> [Task statement]
Print each line exactly, beginning with the one where "Target: windshield wiper" appears and ending at the last line below.

> [Data records]
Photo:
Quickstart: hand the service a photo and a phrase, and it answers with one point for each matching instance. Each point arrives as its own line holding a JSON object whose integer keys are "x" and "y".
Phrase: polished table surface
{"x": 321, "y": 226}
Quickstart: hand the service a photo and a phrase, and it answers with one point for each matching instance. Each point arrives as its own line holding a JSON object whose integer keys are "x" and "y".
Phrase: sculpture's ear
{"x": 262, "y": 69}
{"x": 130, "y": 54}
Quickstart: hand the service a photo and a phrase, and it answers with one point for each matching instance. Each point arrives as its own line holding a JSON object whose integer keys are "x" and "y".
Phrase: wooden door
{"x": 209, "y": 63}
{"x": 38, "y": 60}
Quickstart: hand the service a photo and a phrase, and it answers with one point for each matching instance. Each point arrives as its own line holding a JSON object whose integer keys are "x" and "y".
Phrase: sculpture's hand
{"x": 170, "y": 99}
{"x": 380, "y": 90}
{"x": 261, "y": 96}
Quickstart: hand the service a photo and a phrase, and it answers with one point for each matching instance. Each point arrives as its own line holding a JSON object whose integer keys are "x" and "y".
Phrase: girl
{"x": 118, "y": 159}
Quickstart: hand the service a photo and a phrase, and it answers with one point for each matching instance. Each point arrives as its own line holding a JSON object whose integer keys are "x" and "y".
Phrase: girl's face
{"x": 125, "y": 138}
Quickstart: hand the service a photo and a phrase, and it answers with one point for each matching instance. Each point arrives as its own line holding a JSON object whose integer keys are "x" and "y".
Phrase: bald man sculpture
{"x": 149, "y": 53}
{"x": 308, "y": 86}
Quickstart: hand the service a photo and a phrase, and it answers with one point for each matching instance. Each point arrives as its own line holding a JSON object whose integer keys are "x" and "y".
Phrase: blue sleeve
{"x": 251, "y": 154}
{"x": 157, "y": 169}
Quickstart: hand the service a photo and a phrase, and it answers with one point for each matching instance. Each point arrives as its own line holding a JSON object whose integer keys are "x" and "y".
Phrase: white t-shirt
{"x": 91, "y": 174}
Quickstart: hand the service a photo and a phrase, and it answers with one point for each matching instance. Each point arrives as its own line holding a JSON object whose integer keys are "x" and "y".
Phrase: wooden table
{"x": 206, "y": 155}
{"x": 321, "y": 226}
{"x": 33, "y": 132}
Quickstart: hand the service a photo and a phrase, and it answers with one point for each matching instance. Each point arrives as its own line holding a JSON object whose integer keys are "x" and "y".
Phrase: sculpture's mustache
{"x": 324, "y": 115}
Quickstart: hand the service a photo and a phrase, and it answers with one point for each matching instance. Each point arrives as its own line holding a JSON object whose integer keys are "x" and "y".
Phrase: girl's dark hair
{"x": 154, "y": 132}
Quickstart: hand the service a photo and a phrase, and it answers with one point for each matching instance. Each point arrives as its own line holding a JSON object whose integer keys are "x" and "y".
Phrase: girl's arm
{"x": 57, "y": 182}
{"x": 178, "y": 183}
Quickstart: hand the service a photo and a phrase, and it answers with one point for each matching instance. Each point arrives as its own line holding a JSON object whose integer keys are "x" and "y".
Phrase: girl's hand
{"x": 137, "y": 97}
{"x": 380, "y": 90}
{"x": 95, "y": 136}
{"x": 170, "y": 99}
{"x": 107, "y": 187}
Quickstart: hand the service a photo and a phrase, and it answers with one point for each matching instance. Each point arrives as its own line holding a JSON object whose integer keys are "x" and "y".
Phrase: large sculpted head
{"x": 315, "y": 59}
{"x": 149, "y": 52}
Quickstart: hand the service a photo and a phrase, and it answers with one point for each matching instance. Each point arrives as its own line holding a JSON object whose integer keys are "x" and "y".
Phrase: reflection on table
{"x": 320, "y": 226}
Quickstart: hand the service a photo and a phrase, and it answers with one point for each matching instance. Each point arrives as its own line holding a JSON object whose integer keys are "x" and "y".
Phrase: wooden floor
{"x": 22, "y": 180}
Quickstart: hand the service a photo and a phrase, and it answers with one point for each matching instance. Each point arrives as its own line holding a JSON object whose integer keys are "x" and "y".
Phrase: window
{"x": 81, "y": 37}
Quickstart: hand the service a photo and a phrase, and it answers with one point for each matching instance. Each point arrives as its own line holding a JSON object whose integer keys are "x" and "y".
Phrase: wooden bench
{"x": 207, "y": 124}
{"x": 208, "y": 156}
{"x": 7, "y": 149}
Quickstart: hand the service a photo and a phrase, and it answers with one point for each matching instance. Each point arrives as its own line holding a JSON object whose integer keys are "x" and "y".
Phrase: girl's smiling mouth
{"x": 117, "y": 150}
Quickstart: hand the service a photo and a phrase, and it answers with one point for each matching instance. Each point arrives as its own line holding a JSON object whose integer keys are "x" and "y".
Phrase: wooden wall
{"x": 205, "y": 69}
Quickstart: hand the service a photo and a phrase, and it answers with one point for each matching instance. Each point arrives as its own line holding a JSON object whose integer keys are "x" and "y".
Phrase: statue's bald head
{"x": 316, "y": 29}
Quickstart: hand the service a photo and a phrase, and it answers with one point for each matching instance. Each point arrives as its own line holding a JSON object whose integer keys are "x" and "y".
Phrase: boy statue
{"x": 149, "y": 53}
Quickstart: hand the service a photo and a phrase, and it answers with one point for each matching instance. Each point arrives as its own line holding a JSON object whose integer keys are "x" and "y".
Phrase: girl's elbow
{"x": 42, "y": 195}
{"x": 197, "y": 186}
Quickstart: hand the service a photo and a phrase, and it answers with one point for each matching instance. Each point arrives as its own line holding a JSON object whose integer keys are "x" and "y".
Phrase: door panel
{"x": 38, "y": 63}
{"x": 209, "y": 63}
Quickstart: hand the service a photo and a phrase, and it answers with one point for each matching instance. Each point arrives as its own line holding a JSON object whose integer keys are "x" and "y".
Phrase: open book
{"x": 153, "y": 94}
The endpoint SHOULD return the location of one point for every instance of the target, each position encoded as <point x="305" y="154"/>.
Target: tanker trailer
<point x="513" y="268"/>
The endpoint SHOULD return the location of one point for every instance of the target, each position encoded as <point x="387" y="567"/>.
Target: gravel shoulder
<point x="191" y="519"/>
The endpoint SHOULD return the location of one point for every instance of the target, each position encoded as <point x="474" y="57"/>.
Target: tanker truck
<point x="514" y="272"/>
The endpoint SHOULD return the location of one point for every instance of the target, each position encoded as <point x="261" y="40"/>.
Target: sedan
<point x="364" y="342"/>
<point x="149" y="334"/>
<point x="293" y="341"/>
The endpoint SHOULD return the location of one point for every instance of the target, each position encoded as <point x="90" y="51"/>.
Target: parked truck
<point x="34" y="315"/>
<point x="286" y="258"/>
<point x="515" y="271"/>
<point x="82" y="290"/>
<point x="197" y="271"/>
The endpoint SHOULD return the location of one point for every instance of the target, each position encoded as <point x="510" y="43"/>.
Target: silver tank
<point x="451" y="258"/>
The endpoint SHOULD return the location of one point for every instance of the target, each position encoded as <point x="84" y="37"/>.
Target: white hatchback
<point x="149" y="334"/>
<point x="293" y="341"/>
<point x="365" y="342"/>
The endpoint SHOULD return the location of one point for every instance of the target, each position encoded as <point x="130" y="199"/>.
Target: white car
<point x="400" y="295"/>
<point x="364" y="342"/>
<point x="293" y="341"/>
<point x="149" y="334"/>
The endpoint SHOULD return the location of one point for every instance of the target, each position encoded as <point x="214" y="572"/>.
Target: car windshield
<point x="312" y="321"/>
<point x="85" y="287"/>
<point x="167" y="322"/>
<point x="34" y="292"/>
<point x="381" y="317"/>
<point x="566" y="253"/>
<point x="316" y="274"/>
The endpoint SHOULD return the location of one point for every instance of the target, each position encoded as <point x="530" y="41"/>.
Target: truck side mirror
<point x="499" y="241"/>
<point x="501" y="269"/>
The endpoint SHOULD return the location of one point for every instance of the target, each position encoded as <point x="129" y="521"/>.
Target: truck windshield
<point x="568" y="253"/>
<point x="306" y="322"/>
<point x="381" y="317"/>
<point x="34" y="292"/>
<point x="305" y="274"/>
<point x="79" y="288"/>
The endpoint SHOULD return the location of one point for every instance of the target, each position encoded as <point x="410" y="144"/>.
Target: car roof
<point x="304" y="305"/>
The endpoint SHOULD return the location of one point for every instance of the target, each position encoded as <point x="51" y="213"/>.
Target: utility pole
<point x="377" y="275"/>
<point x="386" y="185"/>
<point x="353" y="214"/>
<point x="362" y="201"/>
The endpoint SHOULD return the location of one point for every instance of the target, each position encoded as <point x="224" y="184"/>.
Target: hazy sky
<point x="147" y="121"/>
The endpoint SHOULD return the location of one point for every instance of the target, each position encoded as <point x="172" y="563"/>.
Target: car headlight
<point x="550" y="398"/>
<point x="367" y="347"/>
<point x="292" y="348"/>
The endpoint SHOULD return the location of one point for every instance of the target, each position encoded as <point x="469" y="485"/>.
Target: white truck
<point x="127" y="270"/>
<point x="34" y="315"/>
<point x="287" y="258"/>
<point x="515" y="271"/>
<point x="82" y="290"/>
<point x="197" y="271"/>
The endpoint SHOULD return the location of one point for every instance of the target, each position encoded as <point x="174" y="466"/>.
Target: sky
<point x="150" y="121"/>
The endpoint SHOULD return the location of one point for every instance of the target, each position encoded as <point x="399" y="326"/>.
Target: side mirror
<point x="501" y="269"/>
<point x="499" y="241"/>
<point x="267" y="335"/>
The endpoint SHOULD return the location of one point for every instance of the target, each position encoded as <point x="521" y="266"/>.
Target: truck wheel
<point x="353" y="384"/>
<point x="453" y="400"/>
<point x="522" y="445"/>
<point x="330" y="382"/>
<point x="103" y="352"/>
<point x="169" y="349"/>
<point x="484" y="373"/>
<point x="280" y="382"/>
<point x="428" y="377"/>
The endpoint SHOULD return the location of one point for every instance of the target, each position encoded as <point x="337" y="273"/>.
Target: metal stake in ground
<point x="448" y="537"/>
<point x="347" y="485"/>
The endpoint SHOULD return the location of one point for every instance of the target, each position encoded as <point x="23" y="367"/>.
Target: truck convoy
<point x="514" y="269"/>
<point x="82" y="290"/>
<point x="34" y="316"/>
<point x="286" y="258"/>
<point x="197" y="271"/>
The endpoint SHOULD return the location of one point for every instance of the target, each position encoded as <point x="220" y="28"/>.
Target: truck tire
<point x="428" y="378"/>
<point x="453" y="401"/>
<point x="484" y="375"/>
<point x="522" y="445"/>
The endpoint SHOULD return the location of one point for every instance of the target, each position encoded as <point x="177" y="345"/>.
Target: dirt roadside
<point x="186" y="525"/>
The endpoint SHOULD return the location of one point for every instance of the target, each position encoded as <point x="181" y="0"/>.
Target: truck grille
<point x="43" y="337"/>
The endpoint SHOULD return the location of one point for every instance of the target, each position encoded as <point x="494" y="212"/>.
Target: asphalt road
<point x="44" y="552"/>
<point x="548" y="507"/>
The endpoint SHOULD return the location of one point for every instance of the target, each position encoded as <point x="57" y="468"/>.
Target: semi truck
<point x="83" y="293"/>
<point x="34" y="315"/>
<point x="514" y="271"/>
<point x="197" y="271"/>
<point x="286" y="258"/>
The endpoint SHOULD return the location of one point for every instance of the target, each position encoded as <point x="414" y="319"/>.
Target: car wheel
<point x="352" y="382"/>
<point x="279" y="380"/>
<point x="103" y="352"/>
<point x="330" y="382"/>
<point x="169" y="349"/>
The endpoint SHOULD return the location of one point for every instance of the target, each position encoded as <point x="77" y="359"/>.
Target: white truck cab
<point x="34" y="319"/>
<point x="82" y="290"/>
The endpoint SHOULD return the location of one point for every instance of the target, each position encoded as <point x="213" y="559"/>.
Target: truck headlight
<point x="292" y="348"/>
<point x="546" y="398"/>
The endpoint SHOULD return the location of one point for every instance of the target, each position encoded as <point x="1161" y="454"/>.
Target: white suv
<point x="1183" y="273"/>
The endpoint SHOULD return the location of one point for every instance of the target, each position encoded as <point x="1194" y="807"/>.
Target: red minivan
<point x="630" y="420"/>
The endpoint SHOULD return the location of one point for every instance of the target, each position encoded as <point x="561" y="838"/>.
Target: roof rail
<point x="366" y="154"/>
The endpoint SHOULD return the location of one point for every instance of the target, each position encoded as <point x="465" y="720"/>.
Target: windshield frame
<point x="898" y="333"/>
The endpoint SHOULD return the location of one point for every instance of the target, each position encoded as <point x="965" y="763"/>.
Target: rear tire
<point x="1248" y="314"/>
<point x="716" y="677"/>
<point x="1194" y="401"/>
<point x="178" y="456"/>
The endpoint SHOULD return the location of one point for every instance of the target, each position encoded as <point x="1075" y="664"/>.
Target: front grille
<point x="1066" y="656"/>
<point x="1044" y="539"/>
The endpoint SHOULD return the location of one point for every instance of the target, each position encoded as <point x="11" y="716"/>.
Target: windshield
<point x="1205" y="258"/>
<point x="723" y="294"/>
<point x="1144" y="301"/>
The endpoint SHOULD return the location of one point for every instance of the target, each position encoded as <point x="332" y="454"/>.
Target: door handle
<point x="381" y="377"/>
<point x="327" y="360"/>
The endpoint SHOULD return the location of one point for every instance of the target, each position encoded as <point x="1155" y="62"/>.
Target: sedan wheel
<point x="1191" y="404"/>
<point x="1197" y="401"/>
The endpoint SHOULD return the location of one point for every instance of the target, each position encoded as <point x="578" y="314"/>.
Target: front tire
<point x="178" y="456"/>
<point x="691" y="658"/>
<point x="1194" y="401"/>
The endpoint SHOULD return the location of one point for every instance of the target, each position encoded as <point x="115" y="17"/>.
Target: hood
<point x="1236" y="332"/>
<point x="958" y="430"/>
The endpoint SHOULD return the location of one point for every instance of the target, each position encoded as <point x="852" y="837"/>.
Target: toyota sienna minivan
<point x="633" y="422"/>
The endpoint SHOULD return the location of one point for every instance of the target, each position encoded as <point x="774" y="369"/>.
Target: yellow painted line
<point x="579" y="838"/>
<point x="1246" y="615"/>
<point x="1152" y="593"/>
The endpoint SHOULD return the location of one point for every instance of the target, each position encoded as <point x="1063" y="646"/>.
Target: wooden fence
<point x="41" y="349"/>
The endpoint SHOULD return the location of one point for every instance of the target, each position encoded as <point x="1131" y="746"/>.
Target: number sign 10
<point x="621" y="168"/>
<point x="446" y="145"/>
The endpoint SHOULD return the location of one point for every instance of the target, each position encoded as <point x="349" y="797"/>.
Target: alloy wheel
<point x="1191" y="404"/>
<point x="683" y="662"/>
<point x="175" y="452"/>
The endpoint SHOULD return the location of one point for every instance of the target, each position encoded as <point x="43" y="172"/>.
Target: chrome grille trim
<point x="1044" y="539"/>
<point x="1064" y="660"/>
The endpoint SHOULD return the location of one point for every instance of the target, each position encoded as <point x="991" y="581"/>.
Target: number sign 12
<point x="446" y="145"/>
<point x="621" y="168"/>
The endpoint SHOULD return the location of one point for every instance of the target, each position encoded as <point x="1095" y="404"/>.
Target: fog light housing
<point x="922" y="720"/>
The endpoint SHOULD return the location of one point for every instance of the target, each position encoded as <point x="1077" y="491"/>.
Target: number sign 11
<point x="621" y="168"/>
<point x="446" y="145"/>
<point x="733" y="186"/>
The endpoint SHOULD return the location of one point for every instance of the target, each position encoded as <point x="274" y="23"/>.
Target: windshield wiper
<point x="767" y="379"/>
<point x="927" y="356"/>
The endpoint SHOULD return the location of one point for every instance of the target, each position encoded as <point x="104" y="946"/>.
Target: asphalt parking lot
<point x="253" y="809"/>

> [Answer box]
Target: windshield wiper
<point x="767" y="379"/>
<point x="927" y="356"/>
The endpoint SHOULD return the location of one point for every instance of the target, each position encoded as <point x="104" y="946"/>.
Target: asphalt parking lot
<point x="253" y="809"/>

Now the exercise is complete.